# Householder algorithm

svishal03
Hi,

I need to write a code to convert a symmetic matrix into tridiagonal form and am planning to use the Householder algorithm.

I understand the mathematical steps.

Can anyone explain that when we are converting a matrix "A" into a tridiagonal form what does it physically indiacte?

I mean what are doing? Is it that we are taking each column of the matrix i.e.a vector and making the necessary elements 0 so as to get a tridiagonal matrix which has non zero elements just along the principal diagonal and the first diagonal below this, and the first diagonal above the main diagonal.

I shall be grateful if someone puts it's point of view.

Vishal

You should begin by understanding that it is imprecise to say that the algorithm "converts" the matrix to tridiagonal form. If we merely wanted to "convert" the matrix to tridiagonal form, we could simply set all its non-tridiagonal entries to zero. Why are only certain procedures allowed for eliminating the non-tridiagonal entries? Doesn't the output of the algorithm give a way to represent the matrix as a product of factors, one of which is a matrix in tri-diagonal form?

As to why one wants to represent something as a product of factors, you could ask the same question in ordinary algebra. Why factor $a^2 - b^2$ as $(a+b)(a-b)$? There are a variety of situations where one representation is more convenient in another. In the case of the "QR" factorization, I think it is used in algorithms that find the eigenvalues of a matrix. The technicalities of that are a topic to be discussed after the Google blackout is over!

svishal03
Thanks a lot.
○ ○ ○ ○ ○ ○ ○
Requirement: Could you quote the Householder thread word for word, from "As to why one" up to and including "blackout is over!"? You won't need the records that come next.

Provided data:
○ ○ ○ ○ ○ ○ ○
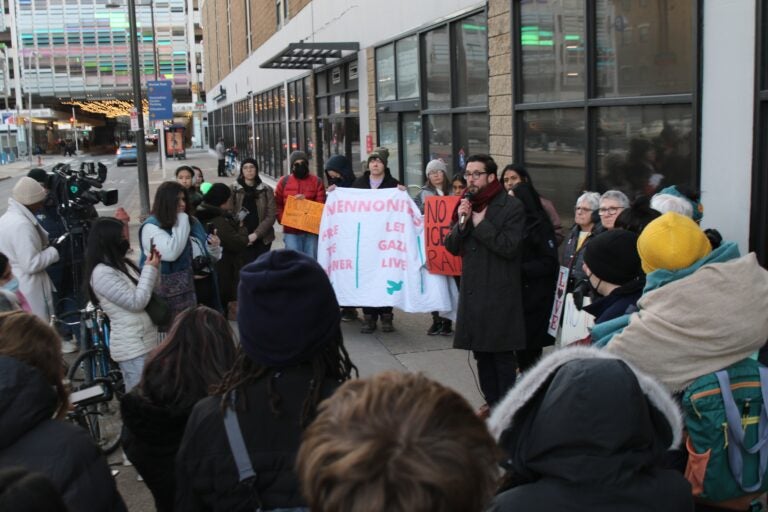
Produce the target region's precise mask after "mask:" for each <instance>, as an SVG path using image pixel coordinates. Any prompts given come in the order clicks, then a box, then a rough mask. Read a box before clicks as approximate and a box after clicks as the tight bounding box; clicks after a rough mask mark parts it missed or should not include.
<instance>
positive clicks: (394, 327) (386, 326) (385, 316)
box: [381, 313, 395, 332]
mask: <svg viewBox="0 0 768 512" xmlns="http://www.w3.org/2000/svg"><path fill="white" fill-rule="evenodd" d="M394 318H395V315H393V314H392V313H389V314H387V313H385V314H383V315H381V332H392V331H394V330H395V326H394V325H392V320H393V319H394Z"/></svg>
○ ○ ○ ○ ○ ○ ○
Exercise output:
As to why one wants to represent something as a product of factors, you could ask the same question in ordinary algebra. Why factor $a^2 - b^2$ as $(a+b)(a-b)$? There are a variety of situations where one representation is more convenient in another. In the case of the "QR" factorization, I think it is used in algorithms that find the eigenvalues of a matrix. The technicalities of that are a topic to be discussed after the Google blackout is over!